WHAT YOU ARE ASKED TO DO =
Answer these questions from the Mahler review:
(a) Over what period of time did Mahler compose his Symphony No. 1?
(b) What subtitle did the symphony originally have?
(c) Whose first symphonies does the reviewer also place among the six best, alongside Mahler's?

— Start of PROVIDED PASSAGE —

FEEDBACK ONLINE - ISSUE 37
Three More Stellar Classical
Mahler Symphony No. 1. London Symphony, Valery Gergiev. LSO Live Hybrid SACD LSO0663
Mahler composed this first major work, his Symphony No. 1 over a period of four years in his mid twenties. Brahms had continued where Beethoven had left off and that led into a period of time that included Mahler and Wagner as the "modern or progressive" composers. Listeners were a bit shocked by what they heard with Mahler's first symphonic composition. Originally it had the subtitle, "The Titan" though that is seldom noted any more. Though not as mature and outstanding as the recently reviewed sixth symphony, this first symphony is a mature composition. In fact, it is probably one of a half dozen "best first symphonies ever written". First symphonies are notorious for their lack of long lasting quality and interest by the listening public. Brahms and Sibelius first symphonies are two that I would also put in the category of the six best along with Mahler's. Shifting orchestral colors such as heard here were new when this symphony was first heard. They have held up well over the years and are still fresh and interesting to this day. As with few other composers it is safe to call Mahler a "master of orchestration and color." In addition, change or variations is common as shown by the very long, subtle and mysterious introductory passages. Later mix in melodic passages that build up to a few penultimate climaxes ultimately leading up to a very impressive finale to top off the fourth movement. Symphonic music lovers will find interesting variety such as delightful almost chamber music-like in character contrasted with either full orchestral or rich sectional passages such as the brass in full glory or the uniquely interesting offerings of the winds. This is a well thought out composition and can be used as an introduction to Mahler though not the only one. To be fair, one of his later symphonies using even stronger forces and accompanying vocal and choral groups must be auditioned before you will begin to know the music of Gustav Mahler. I welcome any suggestions to include in my list of the best first symphonies ever.

— End of PROVIDED PASSAGE —
— Start of SUPPLIED INFORMATION —

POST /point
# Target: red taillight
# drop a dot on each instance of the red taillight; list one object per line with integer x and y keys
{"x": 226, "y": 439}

— End of SUPPLIED INFORMATION —

TASK ANSWER =
(a) Over four years, in his mid twenties.
(b) "The Titan."
(c) Brahms and Sibelius.